→ TASK TO COMPLETE
Transcribe the line containing "x=223, y=710" and every line after it, exactly, through the end of the records.

→ EXTRACTED MATERIAL

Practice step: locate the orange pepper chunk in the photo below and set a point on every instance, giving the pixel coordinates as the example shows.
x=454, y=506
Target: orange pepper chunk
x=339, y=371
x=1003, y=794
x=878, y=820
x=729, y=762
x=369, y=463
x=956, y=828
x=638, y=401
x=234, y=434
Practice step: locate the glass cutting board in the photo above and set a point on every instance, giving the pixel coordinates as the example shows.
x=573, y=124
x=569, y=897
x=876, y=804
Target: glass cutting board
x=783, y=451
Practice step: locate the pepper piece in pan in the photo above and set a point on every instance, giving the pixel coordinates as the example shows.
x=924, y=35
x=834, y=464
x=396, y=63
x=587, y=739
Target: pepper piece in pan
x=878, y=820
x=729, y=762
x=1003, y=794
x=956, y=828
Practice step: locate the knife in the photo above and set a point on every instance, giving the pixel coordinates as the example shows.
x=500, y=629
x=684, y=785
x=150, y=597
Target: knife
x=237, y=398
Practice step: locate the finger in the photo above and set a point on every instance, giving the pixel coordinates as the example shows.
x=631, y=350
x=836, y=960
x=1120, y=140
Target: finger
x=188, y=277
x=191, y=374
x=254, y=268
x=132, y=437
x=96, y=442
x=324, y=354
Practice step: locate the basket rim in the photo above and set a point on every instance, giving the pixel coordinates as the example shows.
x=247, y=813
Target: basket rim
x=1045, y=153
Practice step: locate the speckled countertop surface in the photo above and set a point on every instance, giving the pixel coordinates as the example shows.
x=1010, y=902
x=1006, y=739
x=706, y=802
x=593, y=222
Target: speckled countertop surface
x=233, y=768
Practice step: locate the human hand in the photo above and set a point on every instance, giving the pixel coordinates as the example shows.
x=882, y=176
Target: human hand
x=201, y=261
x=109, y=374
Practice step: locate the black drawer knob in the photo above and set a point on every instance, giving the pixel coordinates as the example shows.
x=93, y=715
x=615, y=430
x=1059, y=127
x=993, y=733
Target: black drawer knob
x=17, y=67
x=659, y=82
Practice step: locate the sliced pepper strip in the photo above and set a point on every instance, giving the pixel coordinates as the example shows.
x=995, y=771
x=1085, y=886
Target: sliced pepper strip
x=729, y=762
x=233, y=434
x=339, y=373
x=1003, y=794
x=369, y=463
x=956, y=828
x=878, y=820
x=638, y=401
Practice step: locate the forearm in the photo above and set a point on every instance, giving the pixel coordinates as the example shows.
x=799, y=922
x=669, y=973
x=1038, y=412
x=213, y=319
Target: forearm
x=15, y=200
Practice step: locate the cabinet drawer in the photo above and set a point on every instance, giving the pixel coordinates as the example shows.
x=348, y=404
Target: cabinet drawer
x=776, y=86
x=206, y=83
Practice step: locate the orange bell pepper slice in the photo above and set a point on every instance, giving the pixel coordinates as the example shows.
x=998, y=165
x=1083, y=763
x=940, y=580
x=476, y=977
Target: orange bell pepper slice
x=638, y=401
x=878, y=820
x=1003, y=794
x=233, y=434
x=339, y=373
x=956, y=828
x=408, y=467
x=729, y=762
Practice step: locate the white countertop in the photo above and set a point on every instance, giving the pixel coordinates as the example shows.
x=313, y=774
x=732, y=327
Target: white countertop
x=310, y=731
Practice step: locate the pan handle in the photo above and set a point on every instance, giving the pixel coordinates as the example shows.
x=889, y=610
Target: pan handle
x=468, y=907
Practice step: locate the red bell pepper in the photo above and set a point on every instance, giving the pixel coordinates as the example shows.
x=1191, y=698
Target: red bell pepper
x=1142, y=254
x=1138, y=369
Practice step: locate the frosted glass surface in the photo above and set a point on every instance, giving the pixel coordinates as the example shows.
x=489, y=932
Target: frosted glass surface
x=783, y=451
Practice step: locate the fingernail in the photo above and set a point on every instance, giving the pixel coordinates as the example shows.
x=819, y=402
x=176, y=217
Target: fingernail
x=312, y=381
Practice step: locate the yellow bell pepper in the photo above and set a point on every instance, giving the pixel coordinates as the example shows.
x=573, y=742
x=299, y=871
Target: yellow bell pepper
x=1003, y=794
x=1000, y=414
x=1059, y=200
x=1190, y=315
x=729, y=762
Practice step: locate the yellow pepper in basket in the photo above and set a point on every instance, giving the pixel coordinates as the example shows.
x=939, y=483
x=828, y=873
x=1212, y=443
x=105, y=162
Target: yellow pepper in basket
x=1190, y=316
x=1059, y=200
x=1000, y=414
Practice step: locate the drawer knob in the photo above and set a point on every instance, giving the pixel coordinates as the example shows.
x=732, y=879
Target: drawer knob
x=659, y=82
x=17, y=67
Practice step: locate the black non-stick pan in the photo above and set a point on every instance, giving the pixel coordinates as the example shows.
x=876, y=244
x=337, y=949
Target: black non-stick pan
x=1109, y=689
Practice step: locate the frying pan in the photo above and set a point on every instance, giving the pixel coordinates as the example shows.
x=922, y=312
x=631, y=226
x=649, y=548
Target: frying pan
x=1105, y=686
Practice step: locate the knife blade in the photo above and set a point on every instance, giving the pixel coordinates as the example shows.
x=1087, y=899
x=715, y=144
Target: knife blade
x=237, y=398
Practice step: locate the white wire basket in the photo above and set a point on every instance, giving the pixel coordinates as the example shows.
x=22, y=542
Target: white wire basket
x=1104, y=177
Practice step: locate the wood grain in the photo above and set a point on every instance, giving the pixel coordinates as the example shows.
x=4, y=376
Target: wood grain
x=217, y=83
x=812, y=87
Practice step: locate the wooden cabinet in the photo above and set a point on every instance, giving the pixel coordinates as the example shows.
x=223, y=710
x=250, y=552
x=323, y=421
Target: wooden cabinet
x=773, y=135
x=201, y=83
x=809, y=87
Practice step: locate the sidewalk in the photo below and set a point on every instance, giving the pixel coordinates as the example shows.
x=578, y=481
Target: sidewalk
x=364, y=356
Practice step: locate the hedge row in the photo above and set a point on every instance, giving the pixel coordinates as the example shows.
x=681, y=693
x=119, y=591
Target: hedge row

→ SOLUTION TO THIS PROBLEM
x=223, y=710
x=250, y=552
x=323, y=421
Target: wooden cabinet
x=773, y=135
x=201, y=83
x=809, y=87
Practice step: locate the sidewalk in the photo below and set a point on every instance, giving the pixel coordinates as the example shows.
x=578, y=481
Target: sidewalk
x=364, y=356
Practice step: locate the hedge row in the photo above and set a point on every instance, giving the pixel coordinates as the example shows.
x=681, y=693
x=119, y=591
Target: hedge row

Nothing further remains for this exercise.